• [Source document]
+++

Is the cat alive or dead?
If the atom has decayed, then the cat's dead. If not, it's alive. However, the box is sealed, so you can't observe what's inside. Since unobserved quantum systems are waves, the quantum rules tell us that the atom must be in a 'mixed' state, half decayed and half not. Therefore the cat, which is a collection of atoms and so can be considered as a gigantic quantum system, is also in a mixed state: half alive, half dead. In 1935 Schrodinger pointed out that cats aren't like that. Cats are macroscopic systems with classical yes/no physics. His point was that the Copenhagen interpretation does not explain, or even address, the link from microscopic quantum physics to macroscopic classical physics. The Copenhagen interpretation replaces a complex physical process (which we don't understand) by a piece of magic: the wave collapses as soon as you try to observe it.
Most of the time this problem is discussed, physicists manage to turn Schrodinger's point on its head. 'No, quantum waves really are like that!' And they've done lots of experiments to prove they're right. Except... those experiments have no box, no poison gas, no alive, no dead, and no cat. What they have is quantum-scale analogues, an electron for a cat, positive spin for alive and negative for dead, and a box with Chinese walls, through which anything can be observed, but you take great care not to notice.
These discussions and experiments are lies-to-children: their aim is to convince the next generation of physicists that quantum-level systems do actually behave in the bizarre way that they do. Fine ... but it's got nothing to do with cats. The wizards of Unseen University, who know nothing about electrons but have an intimate familiarity with cats, wouldn't be fooled for an instant. Neither would the witch Gytha Ogg, whose cat Greebo is shut in a box in Lords and Ladies. Greebo is the sort of cat that would take on a ferocious wolf and eat it. In Witches Abroad he eats a vampire by accident, and the witches can't understand why the local villagers are so ecstatic.

+++

[Collected data entries]
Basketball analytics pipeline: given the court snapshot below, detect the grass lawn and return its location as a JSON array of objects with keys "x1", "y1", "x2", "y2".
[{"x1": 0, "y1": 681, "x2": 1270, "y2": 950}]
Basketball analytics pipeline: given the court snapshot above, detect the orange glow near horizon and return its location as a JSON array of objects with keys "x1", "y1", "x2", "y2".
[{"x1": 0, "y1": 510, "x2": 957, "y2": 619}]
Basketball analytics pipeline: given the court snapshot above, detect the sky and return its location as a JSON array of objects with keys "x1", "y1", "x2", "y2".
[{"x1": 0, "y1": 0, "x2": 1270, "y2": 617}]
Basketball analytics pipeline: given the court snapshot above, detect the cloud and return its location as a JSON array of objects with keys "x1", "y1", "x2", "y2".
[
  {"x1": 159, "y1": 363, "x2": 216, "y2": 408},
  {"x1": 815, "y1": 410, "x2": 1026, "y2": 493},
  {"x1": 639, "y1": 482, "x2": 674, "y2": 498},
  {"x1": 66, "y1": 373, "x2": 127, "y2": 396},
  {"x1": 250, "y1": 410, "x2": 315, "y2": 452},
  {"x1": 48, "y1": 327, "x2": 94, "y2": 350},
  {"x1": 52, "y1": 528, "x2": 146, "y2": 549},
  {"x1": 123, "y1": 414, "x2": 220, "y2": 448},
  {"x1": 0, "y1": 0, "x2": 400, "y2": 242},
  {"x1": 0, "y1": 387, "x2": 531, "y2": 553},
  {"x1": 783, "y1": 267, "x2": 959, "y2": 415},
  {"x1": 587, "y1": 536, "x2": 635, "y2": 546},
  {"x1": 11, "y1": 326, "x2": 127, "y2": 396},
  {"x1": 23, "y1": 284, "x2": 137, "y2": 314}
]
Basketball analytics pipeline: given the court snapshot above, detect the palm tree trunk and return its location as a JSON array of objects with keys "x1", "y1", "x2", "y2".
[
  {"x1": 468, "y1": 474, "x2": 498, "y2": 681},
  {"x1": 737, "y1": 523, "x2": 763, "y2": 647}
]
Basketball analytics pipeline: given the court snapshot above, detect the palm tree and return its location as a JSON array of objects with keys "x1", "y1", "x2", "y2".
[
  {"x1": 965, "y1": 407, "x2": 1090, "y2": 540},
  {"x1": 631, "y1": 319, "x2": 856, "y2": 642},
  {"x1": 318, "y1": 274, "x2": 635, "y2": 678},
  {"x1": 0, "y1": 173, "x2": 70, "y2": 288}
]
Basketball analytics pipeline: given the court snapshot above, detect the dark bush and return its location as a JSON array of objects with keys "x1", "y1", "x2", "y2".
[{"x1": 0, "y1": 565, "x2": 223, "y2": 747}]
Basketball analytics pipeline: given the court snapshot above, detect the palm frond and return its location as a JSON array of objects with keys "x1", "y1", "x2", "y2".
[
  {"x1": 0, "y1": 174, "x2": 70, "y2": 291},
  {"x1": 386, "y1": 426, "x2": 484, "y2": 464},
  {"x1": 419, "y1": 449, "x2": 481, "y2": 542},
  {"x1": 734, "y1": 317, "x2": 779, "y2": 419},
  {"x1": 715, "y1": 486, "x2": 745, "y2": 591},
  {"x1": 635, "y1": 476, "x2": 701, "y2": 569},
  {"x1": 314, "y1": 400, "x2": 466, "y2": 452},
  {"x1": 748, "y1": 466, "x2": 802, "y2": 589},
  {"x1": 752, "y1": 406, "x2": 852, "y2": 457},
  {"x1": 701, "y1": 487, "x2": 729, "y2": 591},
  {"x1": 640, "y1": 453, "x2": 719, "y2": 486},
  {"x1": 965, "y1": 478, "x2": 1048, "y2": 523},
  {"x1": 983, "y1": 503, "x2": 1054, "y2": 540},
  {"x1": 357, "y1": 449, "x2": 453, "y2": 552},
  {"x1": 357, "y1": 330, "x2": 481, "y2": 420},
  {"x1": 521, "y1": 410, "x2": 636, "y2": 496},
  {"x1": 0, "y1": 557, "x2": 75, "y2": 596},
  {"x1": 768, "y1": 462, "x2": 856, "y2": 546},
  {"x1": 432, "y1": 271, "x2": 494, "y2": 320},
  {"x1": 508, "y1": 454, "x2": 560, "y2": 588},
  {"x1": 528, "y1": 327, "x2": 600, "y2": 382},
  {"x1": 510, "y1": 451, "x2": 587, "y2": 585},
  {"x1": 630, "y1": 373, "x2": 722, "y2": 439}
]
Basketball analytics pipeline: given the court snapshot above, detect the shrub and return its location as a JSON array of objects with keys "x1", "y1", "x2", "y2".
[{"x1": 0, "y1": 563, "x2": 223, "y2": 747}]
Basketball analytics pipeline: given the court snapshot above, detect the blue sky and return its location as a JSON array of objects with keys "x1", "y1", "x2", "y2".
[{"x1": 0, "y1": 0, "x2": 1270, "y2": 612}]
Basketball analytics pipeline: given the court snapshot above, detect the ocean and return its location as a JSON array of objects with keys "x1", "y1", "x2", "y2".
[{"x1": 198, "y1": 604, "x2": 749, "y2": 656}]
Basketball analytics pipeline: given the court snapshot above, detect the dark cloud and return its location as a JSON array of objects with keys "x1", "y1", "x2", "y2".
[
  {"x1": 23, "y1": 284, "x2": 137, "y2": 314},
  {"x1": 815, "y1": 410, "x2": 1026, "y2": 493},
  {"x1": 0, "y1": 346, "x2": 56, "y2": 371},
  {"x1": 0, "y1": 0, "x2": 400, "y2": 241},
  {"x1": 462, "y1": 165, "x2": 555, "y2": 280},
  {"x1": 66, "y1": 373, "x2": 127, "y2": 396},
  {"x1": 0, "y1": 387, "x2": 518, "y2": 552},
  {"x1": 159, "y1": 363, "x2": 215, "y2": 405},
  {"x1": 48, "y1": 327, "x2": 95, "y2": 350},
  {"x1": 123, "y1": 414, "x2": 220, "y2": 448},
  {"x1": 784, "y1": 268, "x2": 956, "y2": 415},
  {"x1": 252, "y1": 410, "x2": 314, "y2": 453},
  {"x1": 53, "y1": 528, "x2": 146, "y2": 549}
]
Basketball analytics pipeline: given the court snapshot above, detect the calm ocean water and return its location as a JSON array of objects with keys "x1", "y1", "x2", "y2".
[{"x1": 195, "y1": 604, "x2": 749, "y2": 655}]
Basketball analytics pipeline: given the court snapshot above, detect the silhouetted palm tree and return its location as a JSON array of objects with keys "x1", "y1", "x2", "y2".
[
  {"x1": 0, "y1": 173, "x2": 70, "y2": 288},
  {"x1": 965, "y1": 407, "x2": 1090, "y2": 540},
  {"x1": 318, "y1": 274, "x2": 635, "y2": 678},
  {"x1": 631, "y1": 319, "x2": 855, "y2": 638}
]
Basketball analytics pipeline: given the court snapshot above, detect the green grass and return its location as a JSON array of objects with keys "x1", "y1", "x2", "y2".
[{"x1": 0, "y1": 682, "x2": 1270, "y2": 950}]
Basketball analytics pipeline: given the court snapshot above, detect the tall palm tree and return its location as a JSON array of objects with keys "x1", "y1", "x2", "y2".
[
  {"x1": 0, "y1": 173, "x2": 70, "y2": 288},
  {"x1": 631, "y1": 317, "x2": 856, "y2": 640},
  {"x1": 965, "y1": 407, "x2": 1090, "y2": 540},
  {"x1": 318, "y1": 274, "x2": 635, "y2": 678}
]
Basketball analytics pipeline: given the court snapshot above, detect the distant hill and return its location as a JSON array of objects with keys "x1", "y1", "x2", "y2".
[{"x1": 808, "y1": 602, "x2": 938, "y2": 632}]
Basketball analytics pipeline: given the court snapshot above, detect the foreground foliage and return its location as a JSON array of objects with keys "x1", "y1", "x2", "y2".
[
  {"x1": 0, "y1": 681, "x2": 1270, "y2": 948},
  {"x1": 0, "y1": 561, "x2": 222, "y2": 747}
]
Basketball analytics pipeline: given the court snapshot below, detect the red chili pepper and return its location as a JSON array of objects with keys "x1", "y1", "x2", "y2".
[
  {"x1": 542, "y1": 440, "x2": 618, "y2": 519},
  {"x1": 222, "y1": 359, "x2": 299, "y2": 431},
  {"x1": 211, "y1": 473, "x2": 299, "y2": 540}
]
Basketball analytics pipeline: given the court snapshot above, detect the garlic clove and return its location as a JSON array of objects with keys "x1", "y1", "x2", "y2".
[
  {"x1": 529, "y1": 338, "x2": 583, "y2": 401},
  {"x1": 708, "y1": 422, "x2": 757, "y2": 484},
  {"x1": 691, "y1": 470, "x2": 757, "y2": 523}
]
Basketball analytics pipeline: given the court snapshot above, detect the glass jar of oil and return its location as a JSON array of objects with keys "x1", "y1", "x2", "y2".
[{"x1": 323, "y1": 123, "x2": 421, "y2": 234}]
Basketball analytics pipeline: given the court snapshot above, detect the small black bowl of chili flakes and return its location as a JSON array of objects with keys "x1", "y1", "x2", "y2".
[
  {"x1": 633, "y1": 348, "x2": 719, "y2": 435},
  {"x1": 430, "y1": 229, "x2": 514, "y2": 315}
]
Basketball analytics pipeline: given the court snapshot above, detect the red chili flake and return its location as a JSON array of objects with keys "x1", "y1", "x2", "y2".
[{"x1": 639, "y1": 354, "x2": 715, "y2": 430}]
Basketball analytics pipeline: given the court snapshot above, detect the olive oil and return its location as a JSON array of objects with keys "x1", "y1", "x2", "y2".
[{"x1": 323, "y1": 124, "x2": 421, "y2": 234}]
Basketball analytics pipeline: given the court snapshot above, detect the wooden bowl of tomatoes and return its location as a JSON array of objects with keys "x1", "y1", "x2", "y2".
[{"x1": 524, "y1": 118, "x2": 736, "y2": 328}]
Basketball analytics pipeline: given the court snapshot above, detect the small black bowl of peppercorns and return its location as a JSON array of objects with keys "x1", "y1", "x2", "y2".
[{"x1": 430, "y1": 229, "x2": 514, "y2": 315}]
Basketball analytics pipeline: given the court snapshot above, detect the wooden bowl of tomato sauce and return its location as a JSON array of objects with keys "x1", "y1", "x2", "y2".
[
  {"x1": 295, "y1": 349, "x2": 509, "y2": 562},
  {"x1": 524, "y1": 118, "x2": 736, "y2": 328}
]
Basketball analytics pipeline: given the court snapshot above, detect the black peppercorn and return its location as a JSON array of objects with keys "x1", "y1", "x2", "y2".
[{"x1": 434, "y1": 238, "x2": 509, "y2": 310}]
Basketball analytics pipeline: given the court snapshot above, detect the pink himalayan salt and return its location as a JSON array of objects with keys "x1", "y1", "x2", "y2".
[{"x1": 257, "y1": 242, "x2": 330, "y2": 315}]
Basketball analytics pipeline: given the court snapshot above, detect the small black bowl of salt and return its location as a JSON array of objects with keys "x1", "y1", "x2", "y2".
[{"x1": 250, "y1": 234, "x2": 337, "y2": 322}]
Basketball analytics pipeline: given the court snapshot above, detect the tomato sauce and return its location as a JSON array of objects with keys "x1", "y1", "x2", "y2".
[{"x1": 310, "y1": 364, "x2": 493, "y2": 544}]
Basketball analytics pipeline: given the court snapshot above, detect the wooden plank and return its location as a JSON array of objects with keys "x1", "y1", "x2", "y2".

+++

• [Assigned task] The passage on Schrodinger's cat says that physicists' experiments leave out several things. List each thing it says those experiments do not have.

• [Answer to this problem]
- box
- poison gas
- alive
- dead
- cat